*** Opening Records for processing ***

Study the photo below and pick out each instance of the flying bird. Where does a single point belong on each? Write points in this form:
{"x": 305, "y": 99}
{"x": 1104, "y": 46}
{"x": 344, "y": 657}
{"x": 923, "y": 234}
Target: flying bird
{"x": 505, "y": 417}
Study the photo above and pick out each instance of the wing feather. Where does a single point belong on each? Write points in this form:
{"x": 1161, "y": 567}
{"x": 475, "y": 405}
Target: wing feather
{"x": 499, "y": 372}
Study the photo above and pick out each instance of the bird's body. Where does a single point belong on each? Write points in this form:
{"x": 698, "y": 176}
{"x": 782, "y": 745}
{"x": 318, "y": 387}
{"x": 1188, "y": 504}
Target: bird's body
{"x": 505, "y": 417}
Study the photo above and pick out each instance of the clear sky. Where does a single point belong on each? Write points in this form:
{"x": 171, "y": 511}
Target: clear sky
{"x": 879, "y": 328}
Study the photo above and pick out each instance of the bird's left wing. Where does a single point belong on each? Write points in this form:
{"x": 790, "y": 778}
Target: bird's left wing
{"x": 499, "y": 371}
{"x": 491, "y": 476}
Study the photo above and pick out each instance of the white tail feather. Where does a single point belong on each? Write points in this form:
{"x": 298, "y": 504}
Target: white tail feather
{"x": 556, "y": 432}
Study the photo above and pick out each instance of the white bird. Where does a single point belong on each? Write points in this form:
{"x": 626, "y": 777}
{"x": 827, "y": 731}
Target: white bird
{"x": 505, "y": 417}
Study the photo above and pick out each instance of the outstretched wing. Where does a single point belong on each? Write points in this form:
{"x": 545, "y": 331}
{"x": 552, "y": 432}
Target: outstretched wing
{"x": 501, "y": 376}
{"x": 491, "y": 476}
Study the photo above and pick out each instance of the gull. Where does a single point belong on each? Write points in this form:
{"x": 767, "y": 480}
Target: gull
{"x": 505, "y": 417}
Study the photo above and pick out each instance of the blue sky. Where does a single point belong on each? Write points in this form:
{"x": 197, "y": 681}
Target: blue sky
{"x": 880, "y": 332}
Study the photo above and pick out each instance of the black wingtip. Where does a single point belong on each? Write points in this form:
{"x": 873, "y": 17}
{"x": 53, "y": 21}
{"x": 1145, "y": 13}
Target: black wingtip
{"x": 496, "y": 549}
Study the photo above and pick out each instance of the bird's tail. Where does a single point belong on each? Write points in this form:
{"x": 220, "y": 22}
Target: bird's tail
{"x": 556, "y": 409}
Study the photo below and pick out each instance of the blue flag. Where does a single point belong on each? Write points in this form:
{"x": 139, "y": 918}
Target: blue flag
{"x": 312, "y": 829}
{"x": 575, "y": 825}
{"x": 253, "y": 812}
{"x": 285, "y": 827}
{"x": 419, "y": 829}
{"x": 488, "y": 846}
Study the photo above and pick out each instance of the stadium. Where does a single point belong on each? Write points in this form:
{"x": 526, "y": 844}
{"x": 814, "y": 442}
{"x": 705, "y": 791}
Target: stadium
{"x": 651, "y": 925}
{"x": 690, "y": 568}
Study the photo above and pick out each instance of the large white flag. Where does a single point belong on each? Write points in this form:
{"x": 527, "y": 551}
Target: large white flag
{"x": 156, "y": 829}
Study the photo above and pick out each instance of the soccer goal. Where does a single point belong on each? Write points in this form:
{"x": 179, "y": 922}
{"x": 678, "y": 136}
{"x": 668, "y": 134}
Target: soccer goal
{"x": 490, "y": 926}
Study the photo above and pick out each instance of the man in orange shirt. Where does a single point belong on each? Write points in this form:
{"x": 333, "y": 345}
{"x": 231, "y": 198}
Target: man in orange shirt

*** Closing Records for processing ***

▸ **Action item**:
Every record shown above should be set down again exactly.

▸ **Response below**:
Study the photo below and pick out each instance of the flying bird. Where does a single point belong on each? Write points in this form:
{"x": 305, "y": 99}
{"x": 1104, "y": 46}
{"x": 344, "y": 657}
{"x": 923, "y": 234}
Target: flying bird
{"x": 505, "y": 417}
Study the photo above and pick out each instance of the wing feather. Where does a single point belong on each? Write points in this form:
{"x": 1161, "y": 567}
{"x": 475, "y": 405}
Target: wing feather
{"x": 499, "y": 372}
Study the photo above and pick out each instance of the bird's body. Where does a single point belong on each? Write points in this form:
{"x": 698, "y": 176}
{"x": 782, "y": 745}
{"x": 318, "y": 387}
{"x": 1188, "y": 504}
Target: bird's body
{"x": 505, "y": 417}
Study the photo above and pick out each instance of the clear sky. Where does a single point belong on each? Write points in this form:
{"x": 171, "y": 511}
Target: clear sky
{"x": 879, "y": 328}
Study the photo above and pick out each instance of the bird's left wing. Where does a single point belong on each? Write points in this form:
{"x": 790, "y": 778}
Target: bird's left wing
{"x": 499, "y": 371}
{"x": 491, "y": 476}
Study the photo above and pick out each instance of the white tail feather. Where does a single point belong on each? Write points in this form:
{"x": 298, "y": 504}
Target: white tail feather
{"x": 556, "y": 432}
Study the photo above and pick out each instance of the white bird. Where does a single point belong on each? Write points in this form:
{"x": 626, "y": 777}
{"x": 827, "y": 731}
Target: white bird
{"x": 505, "y": 417}
Study the photo above and pick out each instance of the outstretched wing. Where does a single point belong on each? Write points in this form:
{"x": 545, "y": 331}
{"x": 552, "y": 432}
Target: outstretched wing
{"x": 501, "y": 376}
{"x": 491, "y": 476}
Study the photo above and pick out each instance of the gull. Where does a single point belong on each? Write points in this form:
{"x": 767, "y": 480}
Target: gull
{"x": 505, "y": 417}
Study the photo above and pick out each instance of the blue sky. Where does a single point belong on each? Write points in this form:
{"x": 197, "y": 681}
Target: blue sky
{"x": 880, "y": 332}
Study the photo above and pick out each instance of the black wingtip. Where does a single point belong on each? Write points in this form:
{"x": 873, "y": 17}
{"x": 53, "y": 21}
{"x": 1145, "y": 13}
Target: black wingtip
{"x": 496, "y": 549}
Study the photo above and pick out each instance of the bird's tail. Where does a single point belong on each? Write points in this form:
{"x": 220, "y": 22}
Target: bird's tail
{"x": 556, "y": 409}
Study the photo below and pick out each instance of the blue flag. Where does a single point belong on each? Write points in this form:
{"x": 139, "y": 918}
Target: blue flag
{"x": 312, "y": 829}
{"x": 575, "y": 825}
{"x": 253, "y": 812}
{"x": 285, "y": 827}
{"x": 419, "y": 829}
{"x": 488, "y": 846}
Study the photo above and pick out each instance of the stadium. Where does a single point belong on each? Write points in this form:
{"x": 526, "y": 844}
{"x": 814, "y": 442}
{"x": 705, "y": 791}
Target: stadium
{"x": 651, "y": 925}
{"x": 690, "y": 568}
Study the photo above and pick out each instance of the large white flag. Where does a single point belong on each? Write points in this form:
{"x": 527, "y": 551}
Target: large white flag
{"x": 156, "y": 829}
Study the photo above and pick out each instance of the soccer goal. Where does a single point belong on each? Write points in this form:
{"x": 179, "y": 922}
{"x": 678, "y": 136}
{"x": 668, "y": 134}
Target: soccer goal
{"x": 490, "y": 926}
Study the photo above and pick out each instance of the man in orange shirt. Where does a single point belong on each? Write points in this form:
{"x": 333, "y": 345}
{"x": 231, "y": 198}
Target: man in orange shirt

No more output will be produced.